▶ [EXERCISE DESCRIPTION]:
Reproduce all of the data exactly, with no line skipped.

[Entries from a pointing dataset]

####

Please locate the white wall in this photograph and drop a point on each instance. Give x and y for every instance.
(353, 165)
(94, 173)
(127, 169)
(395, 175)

####

▶ [THE RESPONSE]:
Please locate the white wall in this photograph and drop a point on each instance. Give x and y for every instance.
(353, 165)
(94, 173)
(127, 169)
(395, 175)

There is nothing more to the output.